Reproduce every one of the entries below word for word, keeping each line unchanged.

A run of entries
[start]

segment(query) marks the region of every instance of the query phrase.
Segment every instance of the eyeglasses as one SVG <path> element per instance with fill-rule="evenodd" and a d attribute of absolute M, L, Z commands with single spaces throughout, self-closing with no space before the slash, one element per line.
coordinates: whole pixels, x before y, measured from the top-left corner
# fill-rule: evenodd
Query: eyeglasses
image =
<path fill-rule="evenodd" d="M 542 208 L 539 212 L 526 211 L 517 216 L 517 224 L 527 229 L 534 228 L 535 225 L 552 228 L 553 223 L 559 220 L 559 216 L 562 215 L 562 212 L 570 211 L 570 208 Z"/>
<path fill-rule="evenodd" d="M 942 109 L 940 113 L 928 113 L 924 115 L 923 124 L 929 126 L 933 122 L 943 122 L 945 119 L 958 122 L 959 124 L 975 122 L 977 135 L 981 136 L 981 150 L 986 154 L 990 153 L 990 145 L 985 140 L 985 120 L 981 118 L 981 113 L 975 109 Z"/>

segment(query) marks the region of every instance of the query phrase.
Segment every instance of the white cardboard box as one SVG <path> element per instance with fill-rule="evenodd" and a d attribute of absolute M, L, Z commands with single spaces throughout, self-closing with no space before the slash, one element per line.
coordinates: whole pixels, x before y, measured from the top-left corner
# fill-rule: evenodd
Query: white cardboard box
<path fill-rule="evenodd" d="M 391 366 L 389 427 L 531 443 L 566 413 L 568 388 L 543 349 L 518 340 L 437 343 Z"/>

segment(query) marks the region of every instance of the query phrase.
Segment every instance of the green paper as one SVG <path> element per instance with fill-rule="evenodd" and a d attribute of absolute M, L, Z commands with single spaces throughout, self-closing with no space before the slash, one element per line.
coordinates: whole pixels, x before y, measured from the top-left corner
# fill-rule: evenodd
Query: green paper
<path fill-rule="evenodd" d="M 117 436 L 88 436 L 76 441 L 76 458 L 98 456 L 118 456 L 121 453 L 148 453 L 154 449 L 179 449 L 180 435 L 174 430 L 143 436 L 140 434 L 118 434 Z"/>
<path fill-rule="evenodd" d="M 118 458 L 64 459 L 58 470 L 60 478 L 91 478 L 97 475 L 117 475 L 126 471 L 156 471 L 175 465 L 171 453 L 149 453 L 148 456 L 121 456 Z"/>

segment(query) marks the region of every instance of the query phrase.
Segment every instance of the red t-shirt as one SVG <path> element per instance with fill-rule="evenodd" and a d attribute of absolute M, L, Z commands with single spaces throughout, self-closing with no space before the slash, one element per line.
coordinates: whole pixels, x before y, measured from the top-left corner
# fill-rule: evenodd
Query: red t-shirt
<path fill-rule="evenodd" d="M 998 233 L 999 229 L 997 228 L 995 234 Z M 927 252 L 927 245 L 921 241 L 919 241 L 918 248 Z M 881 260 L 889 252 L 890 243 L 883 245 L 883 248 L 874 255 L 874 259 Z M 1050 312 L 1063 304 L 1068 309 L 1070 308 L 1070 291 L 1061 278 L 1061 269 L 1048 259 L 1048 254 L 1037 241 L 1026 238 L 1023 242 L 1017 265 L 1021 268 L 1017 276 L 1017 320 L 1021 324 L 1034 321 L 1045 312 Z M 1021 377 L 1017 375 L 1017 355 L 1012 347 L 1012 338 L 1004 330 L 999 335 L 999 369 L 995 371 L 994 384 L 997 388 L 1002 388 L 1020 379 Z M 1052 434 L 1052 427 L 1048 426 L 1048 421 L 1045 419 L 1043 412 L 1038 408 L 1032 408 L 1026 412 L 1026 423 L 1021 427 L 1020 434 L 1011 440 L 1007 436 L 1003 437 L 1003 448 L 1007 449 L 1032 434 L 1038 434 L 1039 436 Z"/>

[end]

• _Exercise output_
segment(query) marks the region of every instance of the query phrase.
Segment every instance of the eyeglasses as one SVG <path> element per instance with fill-rule="evenodd" and a d attribute of absolute M, L, Z commands with single spaces throughout, self-closing with no space before the slash, one element per line.
coordinates: whole pixels, x before y, measured from the top-left corner
# fill-rule: evenodd
Query: eyeglasses
image =
<path fill-rule="evenodd" d="M 542 208 L 539 212 L 526 211 L 517 216 L 517 224 L 527 229 L 534 228 L 535 225 L 552 228 L 553 223 L 559 220 L 559 216 L 562 215 L 562 212 L 570 211 L 570 208 Z"/>
<path fill-rule="evenodd" d="M 942 109 L 940 113 L 928 113 L 924 115 L 923 124 L 929 126 L 933 122 L 943 122 L 945 119 L 958 122 L 959 124 L 975 122 L 977 135 L 981 136 L 981 150 L 986 154 L 990 153 L 990 145 L 985 140 L 985 120 L 981 118 L 981 113 L 975 109 Z"/>

segment(query) marks the region of every instance of the query phrase.
Segment every instance of the white cardboard box as one SVG <path> element per instance with fill-rule="evenodd" and a d attribute of absolute M, L, Z commands with single spaces throughout, self-closing with no space before the slash, one element per line.
coordinates: whole pixels, x before y, measured from the top-left corner
# fill-rule: evenodd
Query: white cardboard box
<path fill-rule="evenodd" d="M 391 366 L 389 427 L 531 443 L 566 413 L 568 388 L 543 349 L 518 340 L 437 343 Z"/>

segment(query) marks the region of every instance of the query phrase.
Segment every instance of the green paper as one SVG <path> element per instance with fill-rule="evenodd" and a d attribute of absolute M, L, Z commands with single spaces throughout, self-closing with no space before the slash, one element per line.
coordinates: whole pixels, x before y, measured from the top-left corner
# fill-rule: evenodd
Query: green paper
<path fill-rule="evenodd" d="M 117 436 L 88 436 L 76 441 L 76 458 L 98 456 L 118 456 L 121 453 L 148 453 L 154 449 L 179 449 L 180 435 L 174 430 L 143 436 L 140 434 L 118 434 Z"/>
<path fill-rule="evenodd" d="M 118 458 L 64 459 L 58 470 L 60 478 L 91 478 L 97 475 L 117 475 L 126 471 L 156 471 L 175 465 L 171 453 L 149 453 L 148 456 L 121 456 Z"/>

segment(query) marks the region of every instance of the query phrase.
Segment every instance of the red t-shirt as one SVG <path> element per instance with fill-rule="evenodd" and a d attribute of absolute M, L, Z commands with single spaces throughout, self-closing with no space before the slash, one element per line.
coordinates: whole pixels, x before y, measured from the top-left corner
# fill-rule: evenodd
Query: red t-shirt
<path fill-rule="evenodd" d="M 998 233 L 999 229 L 997 228 L 995 234 Z M 927 252 L 927 245 L 921 241 L 919 241 L 918 248 Z M 881 260 L 889 252 L 890 243 L 883 245 L 883 248 L 874 255 L 874 259 Z M 1050 312 L 1063 304 L 1068 309 L 1070 308 L 1070 291 L 1061 278 L 1061 269 L 1048 259 L 1048 254 L 1037 241 L 1026 238 L 1023 242 L 1017 265 L 1021 268 L 1017 276 L 1017 320 L 1021 324 L 1034 321 L 1045 312 Z M 1021 377 L 1017 375 L 1017 355 L 1012 347 L 1012 338 L 1004 330 L 999 335 L 999 369 L 995 371 L 994 384 L 997 388 L 1002 388 L 1020 379 Z M 1052 434 L 1052 427 L 1048 426 L 1048 421 L 1045 419 L 1043 412 L 1038 408 L 1032 408 L 1026 412 L 1026 423 L 1021 427 L 1020 434 L 1011 440 L 1007 436 L 1003 437 L 1003 448 L 1007 449 L 1032 434 L 1038 434 L 1039 436 Z"/>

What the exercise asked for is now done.